Provided passage:
Investors who can't decide whether to favour the value approach to investing that thrives in market downturns or the growth style that takes off in an economic rebound can choose a mutual fund that blends both strategies.
The $1.5-billion Spectrum Canadian Equity Fund is managed by McLean Budden Ltd. stock pickers Susan Shuter, Brian Dawson and their teams of growth and value enthusiasts.
The fund lost 8.3 per cent for the year to Jan. 31. That compares with a 10.2-per-cent drop for the average Canadian large-capitalization equity fund and a 21-per-cent tumble for the TSE/S&P 60 composite index.
Ms. Shuter said growth and value can each do well, but she believes funds that use only one or the other style are more volatile.
Ms. Shuter said the managers look for organic revenue growth, rising share-earnings and strong management when picking growth stocks.
On the value side of the portfolio, they look for stocks that are relatively cheap compared with other companies in the industry, have a strong balance sheet, and have a catalyst that might change the market's perception of the stock.
Ms. Shuter said finding rising stocks has been particularly challenging of late as stock markets struggle against investors' fears about sketchy accounting.
"Stocks are being taken down regardless of whether their accounting practices are aggressive or they're conservative."
She added that the fund does not hold any shares in two of the names that have been hit hardest by investor concern about accounting: Enron and Tyco International.
Ms. Shuter believes the U.S. economy will likely return to growth in the second quarter of this year, with a recovery in the Canadian economy following a rebound south of the border.
But she cautions that corporate profit growth will likely be limited to the single digits even when the economy improves.
Ms. Shuter said the managers trimmed their technology holdings through 2000 and bought stocks in the basic industries, consumer products and interest-sensitive groups.
The team lightened up on Nortel Networks Corp. when the shares soared, then bought back in when Nortel's price-earnings ratio tumbled below its historical levels, she explained.
Ms. Shuter said that even with Nortel's slide in fortune as customers stopped building their corporate networks, many rivals fared worse.

Task set:
[1] How would this sentence from the mutual fund article read in Spanish: "But she cautions that corporate profit growth will likely be limited to the single digits even when the economy improves."
[2] According to the mutual fund article, how much did the TSE/S&P 60 composite index drop for the year to Jan. 31?
[3] Could you carry on the mutual fund article from its final sentence?
The data after this point has nothing to do with the mutual fund article.

Stored rows:
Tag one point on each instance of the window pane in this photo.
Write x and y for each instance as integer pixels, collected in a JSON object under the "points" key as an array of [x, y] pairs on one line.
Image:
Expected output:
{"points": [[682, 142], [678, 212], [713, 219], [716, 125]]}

Responses:
[1] Pero advierte que el crecimiento de las ganancias corporativas probablemente se limitará a un solo dígito incluso cuando la economía mejore.

[2] It fell 21 percent.

[3]
A lot of Nortel's competitors that previously were considered serious are no longer a threat, Ms. Shuter believes.
Telecommunications and technology companies are still struggling, she added, but that's why she likes the valuations in stocks such as Nortel.
"It is always the case that you should be buying the stocks when the turn is least evident."
The fund's top holdings as of Dec. 31 included Nortel, BCE Inc., Magna International Inc., Alcan Inc. and the big five banks.
The fund had 17.4 per cent of its holdings in financial services, 14.2 per cent in industrial products and 9.6 per cent in oil and gas.
Despite the hefty weighting in financial services, Ms. Shuter said she has considered many of the insurance companies' stocks overvalued for some time, and the fund currently has a "neutral" weighting on the banks because the managers still have concerns about rising loan-loss provisions.
Ms. Shuter also sees some good opportunities in the energy sector.
Among basic materials, the fund has been increasing its holdings in metals stocks as prices of the commodities improve, the manager said.
The fund has a "neutral" weighting in forest products. In that sector, Ms. Shuter likes Norske Scog Canada Ltd., which she believes is a potential take-out candidate.
The managers are very bullish on fertilizers, Ms. Shuter said, with a big position in Potash Corp. of Saskatchewan Inc.
Close to 24 per cent of the fund's holdings are in foreign equities, with slightly more than half of that in the United States.
Analyst James Gauthier of Fundmonitor.com said he likes the fund's combination of value and growth styles.
"I think the overall approach is what is working for them."
Mr. Gauthier added that the fund's performance has been quite strong, but he notes that the current managers took over in 1999, which means that the long-term track record under previous management becomes less useful as a yardstick.
The analyst considers the fund a good choice for the core of an equity portfolio.
"It's got some pretty good risk control embedded within it."
But he notes that the management expense ratio of 2.57 per cent is about twice as high as the MERs on some Canadian equity funds offered directly by McLean Budden. However, he adds, those funds have a higher minimum investment in some cases and fewer financial advisers are likely to offer them.
SPECTRUM CANADIAN EQUITY FUND
Category: Canadian Large Cap Equity
Manager: McLean Budden Ltd.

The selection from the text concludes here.